▸ **Supplied text**:
Exploring Statistics Calculations in the Power Query Editor of Power BI

By:   |   Updated: 2024-03-07   |   Comments   |   Related: > Power BI


Problem

Microsoft's Power BI facilitates its users with various numerical calculation options, providing abstraction and ease of use for the user. In particular, data scientists and analysts will likely be interested in data distribution—what story is the data conveying to us? In such a scenario, a beneficial functionality provided by the Power Query Editor is the statistical calculation options, which enable users to calculate statistics like the mean and median of the data, to name a few. This tip will provide an instructional overview of efficiently utilizing this functionality provided by Power BI.

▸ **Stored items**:
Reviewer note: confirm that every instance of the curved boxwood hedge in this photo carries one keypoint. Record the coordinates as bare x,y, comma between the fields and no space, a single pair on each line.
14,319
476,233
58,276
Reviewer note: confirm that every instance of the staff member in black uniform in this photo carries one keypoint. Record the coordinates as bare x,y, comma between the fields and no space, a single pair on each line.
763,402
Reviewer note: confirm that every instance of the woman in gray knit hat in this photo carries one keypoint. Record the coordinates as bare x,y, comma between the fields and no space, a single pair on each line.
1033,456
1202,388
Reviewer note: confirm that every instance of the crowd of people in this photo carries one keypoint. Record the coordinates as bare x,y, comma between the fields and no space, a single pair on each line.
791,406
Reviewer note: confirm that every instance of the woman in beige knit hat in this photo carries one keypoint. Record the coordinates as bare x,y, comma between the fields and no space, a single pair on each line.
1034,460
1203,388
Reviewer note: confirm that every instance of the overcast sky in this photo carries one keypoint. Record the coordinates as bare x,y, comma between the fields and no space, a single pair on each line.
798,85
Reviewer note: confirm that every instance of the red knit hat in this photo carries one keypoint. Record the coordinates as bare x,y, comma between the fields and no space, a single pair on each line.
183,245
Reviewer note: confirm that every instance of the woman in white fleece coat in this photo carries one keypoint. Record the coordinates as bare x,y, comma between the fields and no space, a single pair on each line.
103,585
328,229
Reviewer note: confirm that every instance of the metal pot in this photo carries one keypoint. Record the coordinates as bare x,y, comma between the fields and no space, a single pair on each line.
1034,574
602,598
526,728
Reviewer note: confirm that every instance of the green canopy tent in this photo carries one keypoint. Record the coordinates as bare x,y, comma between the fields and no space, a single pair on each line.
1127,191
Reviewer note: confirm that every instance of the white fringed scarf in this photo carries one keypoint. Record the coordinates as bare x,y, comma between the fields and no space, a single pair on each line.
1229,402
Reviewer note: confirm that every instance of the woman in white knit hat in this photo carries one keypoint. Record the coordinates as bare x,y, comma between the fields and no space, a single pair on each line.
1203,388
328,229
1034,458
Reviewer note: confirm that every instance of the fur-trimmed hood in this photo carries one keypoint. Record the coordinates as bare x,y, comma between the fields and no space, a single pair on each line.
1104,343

▸ **Exercise instructions**:
1) Name each label that appears in the line directly beneath the title of the Power Query statistics article.
2) Extend the Power Query statistics article, starting after its final sentence.

▸ **Answer list**:
1) By, Updated, Comments, Related

2)
Solution

Statistics is a branch of mathematics concerned with data collection, analysis, and interpretation. The need for statistical scientific methods can range from the governmental needs for census data collection and a country's economic activity analysis to more profit-motivated needs of firms eager to gauge their performance in the market. Furthermore, in the age of big data, where quintillion bytes of data are generated in a single day, the importance of statistical methods is at an all-time high in almost all facets of our lives! This tip will focus on the fundamentals–the descriptive statistical measures and how to implement them in Microsoft's Power BI.

Descriptive statistics are summary statistics that essentially summarize the characteristics of a given dataset. These measures that describe the data can be used to quantitatively access the central tendency and spread of the data. In simpler words, these measures help us evaluate the most typical, central value occurring in a dataset, alongside how data points are dispersed around this average value.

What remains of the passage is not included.